Retype everything in the entries that follow, exactly as shown.

↓

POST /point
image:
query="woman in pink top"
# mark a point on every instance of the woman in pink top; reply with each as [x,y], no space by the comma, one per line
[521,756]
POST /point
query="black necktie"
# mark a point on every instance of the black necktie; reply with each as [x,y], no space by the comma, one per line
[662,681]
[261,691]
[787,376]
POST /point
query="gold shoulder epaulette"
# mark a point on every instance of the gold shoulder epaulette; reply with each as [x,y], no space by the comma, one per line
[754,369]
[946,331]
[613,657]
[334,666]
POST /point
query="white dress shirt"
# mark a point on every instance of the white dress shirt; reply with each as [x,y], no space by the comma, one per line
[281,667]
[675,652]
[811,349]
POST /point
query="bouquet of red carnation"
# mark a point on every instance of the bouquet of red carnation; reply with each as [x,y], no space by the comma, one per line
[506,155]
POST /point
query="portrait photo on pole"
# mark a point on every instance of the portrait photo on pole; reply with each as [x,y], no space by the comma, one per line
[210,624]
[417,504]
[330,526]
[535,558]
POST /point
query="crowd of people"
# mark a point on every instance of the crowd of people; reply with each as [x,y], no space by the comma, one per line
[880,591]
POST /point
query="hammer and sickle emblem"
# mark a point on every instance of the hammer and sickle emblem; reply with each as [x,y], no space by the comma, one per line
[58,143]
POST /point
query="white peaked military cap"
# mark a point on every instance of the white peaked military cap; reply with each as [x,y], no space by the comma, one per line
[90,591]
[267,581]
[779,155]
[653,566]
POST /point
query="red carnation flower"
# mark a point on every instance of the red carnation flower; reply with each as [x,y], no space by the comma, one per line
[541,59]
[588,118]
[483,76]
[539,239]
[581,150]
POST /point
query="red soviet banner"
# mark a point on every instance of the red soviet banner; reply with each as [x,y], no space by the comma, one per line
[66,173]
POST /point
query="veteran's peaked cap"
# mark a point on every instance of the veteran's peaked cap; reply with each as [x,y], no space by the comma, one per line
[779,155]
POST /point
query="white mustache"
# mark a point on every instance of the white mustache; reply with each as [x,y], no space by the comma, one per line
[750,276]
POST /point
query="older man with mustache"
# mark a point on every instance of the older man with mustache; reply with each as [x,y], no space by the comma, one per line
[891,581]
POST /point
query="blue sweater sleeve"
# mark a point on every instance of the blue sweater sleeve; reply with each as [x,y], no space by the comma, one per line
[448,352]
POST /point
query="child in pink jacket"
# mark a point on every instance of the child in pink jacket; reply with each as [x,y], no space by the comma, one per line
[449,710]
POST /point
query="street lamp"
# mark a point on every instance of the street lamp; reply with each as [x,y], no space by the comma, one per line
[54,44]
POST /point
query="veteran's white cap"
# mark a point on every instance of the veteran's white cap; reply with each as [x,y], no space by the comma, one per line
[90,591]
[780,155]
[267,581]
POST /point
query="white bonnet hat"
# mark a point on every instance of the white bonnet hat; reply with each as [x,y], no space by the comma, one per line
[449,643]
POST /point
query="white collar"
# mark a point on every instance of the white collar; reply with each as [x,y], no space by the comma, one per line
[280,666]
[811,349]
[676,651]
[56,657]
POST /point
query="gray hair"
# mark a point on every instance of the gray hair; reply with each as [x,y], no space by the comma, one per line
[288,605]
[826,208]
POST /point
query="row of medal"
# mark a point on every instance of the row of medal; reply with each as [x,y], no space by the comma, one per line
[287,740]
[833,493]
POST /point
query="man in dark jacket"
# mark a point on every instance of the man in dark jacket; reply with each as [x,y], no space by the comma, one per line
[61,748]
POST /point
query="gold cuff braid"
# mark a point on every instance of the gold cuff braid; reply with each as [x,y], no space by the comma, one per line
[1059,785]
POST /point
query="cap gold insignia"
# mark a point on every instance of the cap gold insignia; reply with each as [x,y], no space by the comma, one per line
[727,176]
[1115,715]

↑

_Task response_.
POST /point
image:
query="woman in pink top"
# mark a point on every instance of the woman in pink top; reply with each as [x,y], no space by the comma, one per line
[521,756]
POST /point
query="black necktie"
# mark a point on every instance of the black necktie; reply with each as [x,y], no space by the comma, one per line
[662,681]
[261,691]
[787,376]
POST /point
query="gold shoulder epaulette"
# mark a point on every instance of the gold shoulder epaulette; reply with each as [x,y], no space by the comma, one per line
[754,369]
[946,331]
[613,657]
[334,666]
POST /point
query="white dress shirt"
# mark a point on every instance of the white dress shirt; reply with each as [x,y], no space by the comma, one per line
[281,667]
[675,652]
[811,349]
POST /point
query="bouquet of red carnation"
# mark a point on every instance of the bouquet of red carnation; reply with each as [x,y], no space by the comma, one per line
[506,155]
POST /point
query="portrait photo on pole"
# mark a point on every instance of the portrait photo on pole; reply with each as [x,y], no space by the comma, one per line
[210,624]
[417,504]
[330,526]
[535,558]
POST /point
query="crowd of people"
# mark a point on every instance of the crowd of people; reply with each as [x,y], no space by the comma, one per line
[880,591]
POST /point
query="hammer and sickle emblem"
# mark a point on every instance of the hammer and sickle emblem; reply with each as [x,y], no space by the comma, one per line
[58,143]
POST /point
query="white peaked military cap"
# mark a point on every instance of the white peaked military cap; reply with each as [x,y], no space by the comma, one per line
[90,591]
[267,581]
[779,155]
[653,566]
POST /point
query="red carnation flower"
# mark a point on every instance of the red carnation flower; reply with each as [x,y], no space by the comma, one per line
[541,59]
[588,118]
[483,76]
[539,239]
[581,150]
POST /point
query="red soviet banner"
# mark a point on every instance of the red soviet banner; reply with each as [x,y], no space by the comma, one per line
[66,173]
POST /point
query="veteran's peaked cap"
# mark a point on every instance of the veteran's peaked cap; reply with each as [x,y], no space by the comma, one per line
[779,155]
POST /point
query="white mustache"
# mark a point on every instance of the white mustache; reply with each as [x,y], no space by the comma, one per line
[750,276]
POST /point
query="older man with mustache"
# mark a point on every instance of the older man with mustache; reply with each as [x,y], no space by the comma, one per line
[891,581]
POST /point
query="blue sweater sleeve"
# mark a point on every instance of the blue sweater sleeve; reply with each as [x,y], no space by the comma, one per line
[448,352]
POST /point
query="child in pink jacket"
# mark a point on every instance of the child in pink jacket; reply with each as [x,y], no space by the comma, one per line
[449,710]
POST /point
query="street lamp"
# mark a point on every instance of the street lamp; reply with each as [x,y], no space by the comma, one per line
[54,44]
POST /point
query="veteran's white cap"
# mark a point on every instance of the veteran's white cap; reply with each as [x,y], no space by the comma, one per line
[90,591]
[780,155]
[267,581]
POST /point
query="white bonnet hat"
# mark a point on every instance of the white bonnet hat; reply with each as [x,y], no space by the comma, one per line
[449,643]
POST /point
query="white collar"
# mark a point on every instance of the white collar; reply with each as [x,y], no space by the comma, one per line
[280,666]
[811,349]
[676,651]
[56,657]
POST /point
query="gray hair"
# mark a point on every instance of the gray hair; reply with each as [x,y], no space by the comma, one per line
[288,605]
[826,208]
POST /point
query="row of medal"
# mark a point on every instance of the row of medal; reply with each as [x,y], no space by the comma, one per line
[287,740]
[833,493]
POST /point
query="man in dark jacket"
# mark a point on every instance of the man in dark jacket; reply with each as [x,y], no space by the comma, one per line
[61,748]
POST /point
query="gold cuff braid"
# mark a point on every instance of the gold cuff braid; reply with each as [x,y], no space by the comma, one per line
[1059,785]
POST /point
query="cap gold insignia"
# mark a point on every instance of the cap gold insignia; reply with each as [x,y], no space by the comma, one per line
[727,176]
[1115,715]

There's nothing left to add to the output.